> [STUDY TEXT]
------------------------------------------------------------------------
There’s a broad consensus among experts that the steepness of the decline can in part be attributed to the natural fall-off from the spike in violence seen during the first two years of the COVID-19 pandemic — a spike which was itself seen as an off-shoot of the complex mix of school closures, shuttered community programs, social isolation, fewer police patrols and an overburdened court system.
Anna Harvey, a political science professor and director of the Public Safety Lab at New York University, says there are two broad categories of interventions that reduce crime: measures that increase the likelihood of detection and interventions that target those most at risk of committing crimes.
“What happened during COVID is that the bottom fell out from both of those,” Harvey said in an interview. “You lost everything that was helping to keep violent crime down, and that happened on a nationwide scale.”
Big post-pandemic investment in cities
Then, after pandemic restrictions lifted, U.S. cities got what Harvey describes as “an extraordinary level of reinvestment” from the Biden administration, largely through its American Rescue Plan Act, with billions of dollars pumped into public safety, housing, infrastructure and community programs.
------------------------------------------------------------------------
> [DATA TO EXAMINE]
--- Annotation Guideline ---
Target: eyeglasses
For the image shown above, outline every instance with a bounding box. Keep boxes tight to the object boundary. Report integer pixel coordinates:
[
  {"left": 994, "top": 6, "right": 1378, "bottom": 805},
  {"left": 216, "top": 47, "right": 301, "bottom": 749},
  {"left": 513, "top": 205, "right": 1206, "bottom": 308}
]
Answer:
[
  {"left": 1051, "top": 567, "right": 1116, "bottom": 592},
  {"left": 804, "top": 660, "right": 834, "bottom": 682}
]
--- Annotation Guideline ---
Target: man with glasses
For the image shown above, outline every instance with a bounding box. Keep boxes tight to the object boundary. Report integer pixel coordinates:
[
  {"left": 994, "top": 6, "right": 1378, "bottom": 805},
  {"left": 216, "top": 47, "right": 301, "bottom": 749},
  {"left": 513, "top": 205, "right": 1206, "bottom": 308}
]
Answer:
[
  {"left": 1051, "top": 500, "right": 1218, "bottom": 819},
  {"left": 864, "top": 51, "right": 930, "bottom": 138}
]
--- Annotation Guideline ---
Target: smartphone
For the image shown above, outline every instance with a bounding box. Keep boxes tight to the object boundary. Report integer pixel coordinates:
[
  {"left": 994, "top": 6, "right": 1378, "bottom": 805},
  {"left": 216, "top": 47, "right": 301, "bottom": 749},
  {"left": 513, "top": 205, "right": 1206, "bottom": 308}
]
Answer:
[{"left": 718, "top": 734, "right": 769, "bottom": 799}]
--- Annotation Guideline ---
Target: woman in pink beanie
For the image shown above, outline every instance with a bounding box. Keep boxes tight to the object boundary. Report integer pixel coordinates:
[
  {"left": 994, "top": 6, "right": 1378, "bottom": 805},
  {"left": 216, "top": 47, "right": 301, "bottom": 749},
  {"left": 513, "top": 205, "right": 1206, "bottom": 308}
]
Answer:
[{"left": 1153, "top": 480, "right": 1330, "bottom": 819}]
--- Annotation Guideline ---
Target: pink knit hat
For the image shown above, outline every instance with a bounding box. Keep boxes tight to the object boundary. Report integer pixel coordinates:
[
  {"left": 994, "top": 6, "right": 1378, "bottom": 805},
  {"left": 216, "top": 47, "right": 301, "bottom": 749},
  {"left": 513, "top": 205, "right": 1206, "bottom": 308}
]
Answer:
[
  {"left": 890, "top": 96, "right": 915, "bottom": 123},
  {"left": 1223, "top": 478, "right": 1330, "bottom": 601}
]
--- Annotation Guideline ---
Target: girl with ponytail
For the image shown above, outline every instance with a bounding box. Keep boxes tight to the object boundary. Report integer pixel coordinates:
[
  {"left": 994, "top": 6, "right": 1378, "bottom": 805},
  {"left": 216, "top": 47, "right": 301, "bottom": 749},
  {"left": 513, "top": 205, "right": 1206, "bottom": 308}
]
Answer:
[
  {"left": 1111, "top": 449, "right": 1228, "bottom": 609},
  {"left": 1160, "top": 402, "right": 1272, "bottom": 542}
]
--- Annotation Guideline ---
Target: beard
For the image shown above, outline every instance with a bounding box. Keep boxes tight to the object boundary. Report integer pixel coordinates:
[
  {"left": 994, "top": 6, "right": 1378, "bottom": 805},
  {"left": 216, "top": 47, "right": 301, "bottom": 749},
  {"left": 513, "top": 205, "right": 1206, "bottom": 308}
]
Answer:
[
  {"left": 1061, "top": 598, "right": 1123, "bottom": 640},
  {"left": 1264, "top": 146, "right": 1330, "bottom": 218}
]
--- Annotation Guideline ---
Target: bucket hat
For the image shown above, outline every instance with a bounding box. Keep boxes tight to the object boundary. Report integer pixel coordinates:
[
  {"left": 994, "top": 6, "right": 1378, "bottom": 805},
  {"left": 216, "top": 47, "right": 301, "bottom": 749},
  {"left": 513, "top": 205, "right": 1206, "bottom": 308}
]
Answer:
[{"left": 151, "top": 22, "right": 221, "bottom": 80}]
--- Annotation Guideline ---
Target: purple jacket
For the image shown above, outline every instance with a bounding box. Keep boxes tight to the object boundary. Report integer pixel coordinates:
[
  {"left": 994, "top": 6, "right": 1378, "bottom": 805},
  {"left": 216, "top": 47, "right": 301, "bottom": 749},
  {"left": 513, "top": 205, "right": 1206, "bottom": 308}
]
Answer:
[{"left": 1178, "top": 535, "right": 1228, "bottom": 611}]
------------------------------------------------------------------------
> [WHAT IS EXPECTED]
Please write out the portion of the crime-decline text starting with "Anna Harvey, a" and going on through "and community programs.", word for word.

> [YOUR RESPONSE]
Anna Harvey, a political science professor and director of the Public Safety Lab at New York University, says there are two broad categories of interventions that reduce crime: measures that increase the likelihood of detection and interventions that target those most at risk of committing crimes.
“What happened during COVID is that the bottom fell out from both of those,” Harvey said in an interview. “You lost everything that was helping to keep violent crime down, and that happened on a nationwide scale.”
Big post-pandemic investment in cities
Then, after pandemic restrictions lifted, U.S. cities got what Harvey describes as “an extraordinary level of reinvestment” from the Biden administration, largely through its American Rescue Plan Act, with billions of dollars pumped into public safety, housing, infrastructure and community programs.